# SET EXERCISE
Convert the material into a two-column CSV with the header "instruction,answer". Give one row per item, and wrap each field in double quotes with any line breaks replaced by spaces.

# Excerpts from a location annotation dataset
------------

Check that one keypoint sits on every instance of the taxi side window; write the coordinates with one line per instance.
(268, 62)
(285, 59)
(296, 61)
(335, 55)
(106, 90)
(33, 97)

------------

# SOLUTION
instruction,answer
"Check that one keypoint sits on every instance of the taxi side window; write the coordinates with one line per instance.","(268, 62) (285, 59) (296, 61) (335, 55) (106, 90) (33, 97)"